SUPPLIED MATERIAL:
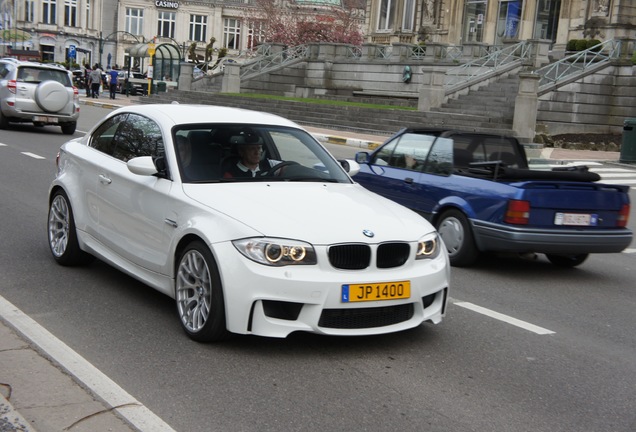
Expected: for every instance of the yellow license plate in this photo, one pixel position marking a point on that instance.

--

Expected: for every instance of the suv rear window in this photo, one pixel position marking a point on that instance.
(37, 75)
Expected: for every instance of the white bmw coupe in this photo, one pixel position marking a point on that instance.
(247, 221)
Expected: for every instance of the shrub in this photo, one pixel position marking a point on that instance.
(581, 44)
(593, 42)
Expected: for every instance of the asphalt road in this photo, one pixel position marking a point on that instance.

WHAT IS ASKED: Rewrite everything from the line containing "Expected: for every instance of the suv" down through the line containing "Expected: for every instance of the asphalt", changing "pixel position" to "pixel coordinate" and leaving all else unchanged. Give only those lines.

WRITTEN SOLUTION:
Expected: for every instance of the suv rear window in this photo, one pixel coordinate marking a point on that instance.
(37, 75)
Expected: for every instance of the white bmw coupe in this photo, one pixel coordinate marking a point on that instance.
(247, 221)
Expected: for every instance of the shrub in this photo, one pixel coordinate marking a point on that instance.
(581, 44)
(593, 42)
Expected: for every instance of the asphalt road in this photo, one pixel coordinate marking a point on that instance.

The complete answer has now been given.